■ **INSTRUCTION 1**
Give the number of lines in the entries that contain the word "weathered", treating case as significant, and reply with the number only.

■ **PASSAGE**
──────────────────────────────
2.Rights of Refusal and Co-Sale.  
1.    Company Right of First Refusal.  Each Stockholder hereby unconditionally and irrevocably grants to the Company a Right of First Refusal to purchase all or any portion of Transfer Stock that such Stockholder may propose to transfer in a Proposed Transfer, at the same price and on the same terms and conditions as those offered to the Prospective Transferee. Each Stockholder proposing to make a Proposed Transfer must deliver a Proposed Transfer Notice to the Company and Acorn Energy not later than 30 days prior to the consummation of such Proposed Transfer.  Such Proposed Transfer Notice shall contain the material terms and conditions of the Proposed Transfer and the identity of the Prospective Transferee.  The Company must exercise its Right of First Refusal under this Section 2.1 by giving a Company Notice to such selling holder of Stock within fifteen (15) days after delivery of the Proposed Transfer Notice.
2.    Secondary Refusal Right of Acorn Energy.  Each Stockholder hereby unconditionally and irrevocably grants to Acorn Energy a Secondary Refusal Right to purchase the shares of Stockholder Stock not purchased by the Company pursuant to the Company's Right of First Refusal under Section 2.1, as provided in this Section 2.2.  If the Company does not intend to exercise its Right of Refusal under Section 2.1 with respect to all Stockholder Stock subject to a Proposed Transfer, the Company must deliver a Secondary Notice to Acorn Energy to that effect no later than fifteen (15) days after the selling Stockholder delivers the Proposed Transfer Notice to the Company.  To exercise its Secondary Refusal Right, Acorn Energy must deliver an Acorn Secondary Notice to the selling Stockholder and the Company within ten (10) days after the deadline for delivery of the Secondary Notice.
3.    Consideration; Closing.  If the consideration proposed to be paid for the Transfer Stock is in property, services or other non-cash consideration, the fair market value of the consideration shall be determined in good faith by the Company's Board of Directors.  If the Company or Acorn Energy cannot for any reason pay for the Transfer Stock in the same form of non-cash consideration, the Company or Acorn Energy may pay the cash value equivalent thereof, as determined by the Board of Directors.  The closing of the purchase of Transfer Stock by the Company and/or Acorn Energy, as the case may be, shall take place, and all payments from the Company and/or Acorn Energy, as the case may be, shall have been delivered to the selling Stockholder by the later of (i) the date specified in the Proposed Transfer Notice as the intended date of the Proposed Transfer and (ii) forty-five (45) days after delivery of the Proposed Transfer Notice. 

4.    Right of Co-Sale. 
(a)If any Transfer Stock subject to a Proposed Transfer by a Stockholder is not purchased pursuant to Sections 2.1 and 2.2 above and thereafter is to be sold to a Prospective Transferee, Acorn Energy may elect to exercise its Right of Co-Sale and participate on a pro-rata basis in the Proposed Transfer on the same terms and conditions specified in the Proposed Transfer Notice.  If Acorn Energy desires to exercise its Right of Co-Sale, it must give the selling Stockholder written notice to that effect within fifteen (15) days after the deadline for delivery of Acorn Secondary Notice as described above, and upon giving such notice Acorn Energy shall be deemed to have effectively exercised the Right of Co-Sale.
──────────────────────────────
■ **SOURCE DATA**
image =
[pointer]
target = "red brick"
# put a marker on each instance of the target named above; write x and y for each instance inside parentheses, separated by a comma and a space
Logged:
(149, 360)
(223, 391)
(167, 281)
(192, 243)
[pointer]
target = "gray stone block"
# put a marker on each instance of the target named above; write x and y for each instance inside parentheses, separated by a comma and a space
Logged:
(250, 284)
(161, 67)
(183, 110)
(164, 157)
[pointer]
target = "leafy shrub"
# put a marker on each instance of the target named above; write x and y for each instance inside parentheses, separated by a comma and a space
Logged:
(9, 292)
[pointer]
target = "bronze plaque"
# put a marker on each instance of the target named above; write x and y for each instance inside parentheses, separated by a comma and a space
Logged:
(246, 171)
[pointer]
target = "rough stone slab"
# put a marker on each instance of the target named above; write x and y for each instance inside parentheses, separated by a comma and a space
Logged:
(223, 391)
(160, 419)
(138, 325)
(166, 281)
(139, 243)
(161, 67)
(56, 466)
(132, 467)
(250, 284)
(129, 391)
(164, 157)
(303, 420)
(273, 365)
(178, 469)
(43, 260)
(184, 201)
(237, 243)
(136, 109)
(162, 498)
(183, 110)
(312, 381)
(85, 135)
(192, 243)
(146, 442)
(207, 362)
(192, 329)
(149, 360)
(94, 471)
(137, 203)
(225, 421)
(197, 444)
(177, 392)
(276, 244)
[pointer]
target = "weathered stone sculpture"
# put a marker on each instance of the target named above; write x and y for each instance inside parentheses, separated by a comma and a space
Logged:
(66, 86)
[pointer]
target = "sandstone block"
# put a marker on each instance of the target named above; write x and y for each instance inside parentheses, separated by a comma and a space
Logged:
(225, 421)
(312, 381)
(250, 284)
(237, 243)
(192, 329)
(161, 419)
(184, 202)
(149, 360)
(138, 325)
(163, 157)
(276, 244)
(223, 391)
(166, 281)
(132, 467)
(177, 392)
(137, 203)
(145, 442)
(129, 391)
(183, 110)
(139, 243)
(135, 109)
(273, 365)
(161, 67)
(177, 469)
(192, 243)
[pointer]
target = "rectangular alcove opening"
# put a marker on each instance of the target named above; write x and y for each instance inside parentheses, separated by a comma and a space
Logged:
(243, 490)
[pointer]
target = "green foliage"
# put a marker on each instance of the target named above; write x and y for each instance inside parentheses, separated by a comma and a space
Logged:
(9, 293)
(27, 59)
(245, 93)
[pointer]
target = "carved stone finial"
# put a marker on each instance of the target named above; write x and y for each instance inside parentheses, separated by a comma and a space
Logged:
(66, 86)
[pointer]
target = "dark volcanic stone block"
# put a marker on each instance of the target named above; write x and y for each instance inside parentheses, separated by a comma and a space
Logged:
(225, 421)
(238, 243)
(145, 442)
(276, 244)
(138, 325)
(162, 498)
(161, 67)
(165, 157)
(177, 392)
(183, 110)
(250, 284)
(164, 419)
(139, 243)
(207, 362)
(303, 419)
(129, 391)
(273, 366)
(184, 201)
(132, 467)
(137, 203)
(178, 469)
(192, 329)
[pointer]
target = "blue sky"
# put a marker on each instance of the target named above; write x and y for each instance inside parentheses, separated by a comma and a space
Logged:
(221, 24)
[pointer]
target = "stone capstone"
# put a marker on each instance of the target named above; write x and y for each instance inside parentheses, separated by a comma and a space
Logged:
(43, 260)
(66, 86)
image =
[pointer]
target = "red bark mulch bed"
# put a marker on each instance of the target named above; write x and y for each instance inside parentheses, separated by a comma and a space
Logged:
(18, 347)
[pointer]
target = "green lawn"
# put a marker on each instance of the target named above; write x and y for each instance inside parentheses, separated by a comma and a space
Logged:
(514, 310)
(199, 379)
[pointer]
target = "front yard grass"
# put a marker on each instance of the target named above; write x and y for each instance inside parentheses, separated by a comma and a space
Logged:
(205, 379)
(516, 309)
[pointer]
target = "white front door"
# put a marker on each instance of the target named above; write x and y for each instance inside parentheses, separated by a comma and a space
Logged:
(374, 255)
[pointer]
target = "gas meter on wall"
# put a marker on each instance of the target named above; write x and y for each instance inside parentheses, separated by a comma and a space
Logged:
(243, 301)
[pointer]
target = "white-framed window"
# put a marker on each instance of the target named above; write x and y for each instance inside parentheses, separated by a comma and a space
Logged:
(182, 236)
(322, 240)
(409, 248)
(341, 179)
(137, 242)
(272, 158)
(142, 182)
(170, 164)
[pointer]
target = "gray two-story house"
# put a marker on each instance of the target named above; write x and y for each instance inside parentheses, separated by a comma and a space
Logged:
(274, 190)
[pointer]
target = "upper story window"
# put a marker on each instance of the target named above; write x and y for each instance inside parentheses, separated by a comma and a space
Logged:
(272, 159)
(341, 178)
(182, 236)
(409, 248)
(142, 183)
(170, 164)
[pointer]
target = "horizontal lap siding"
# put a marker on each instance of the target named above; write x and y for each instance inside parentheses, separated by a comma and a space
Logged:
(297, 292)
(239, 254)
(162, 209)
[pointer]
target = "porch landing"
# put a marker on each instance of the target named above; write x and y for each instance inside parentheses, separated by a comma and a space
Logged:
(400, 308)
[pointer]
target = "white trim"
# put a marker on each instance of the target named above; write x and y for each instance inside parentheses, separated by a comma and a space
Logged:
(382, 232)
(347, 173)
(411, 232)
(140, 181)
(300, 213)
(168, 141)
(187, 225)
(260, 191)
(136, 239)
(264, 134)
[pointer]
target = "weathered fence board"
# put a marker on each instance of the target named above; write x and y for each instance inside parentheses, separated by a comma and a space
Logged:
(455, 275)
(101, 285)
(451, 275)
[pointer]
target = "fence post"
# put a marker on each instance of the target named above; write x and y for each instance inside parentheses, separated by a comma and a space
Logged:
──────────────────────────────
■ **INSTRUCTION 2**
Summarize the passage on rights of refusal and co-sale in two sentences.

■ **TASK OUTPUT 1**
2

■ **TASK OUTPUT 2**
Each Stockholder grants the Company a Right of First Refusal to buy Transfer Stock in a Proposed Transfer at the same price and on the same terms offered to the Prospective Transferee, and grants Acorn Energy a Secondary Refusal Right to buy shares the Company does not purchase. If Transfer Stock is not bought under those rights and is then to be sold to a Prospective Transferee, Acorn Energy may exercise a Right of Co-Sale and participate on a pro-rata basis on the same terms and conditions.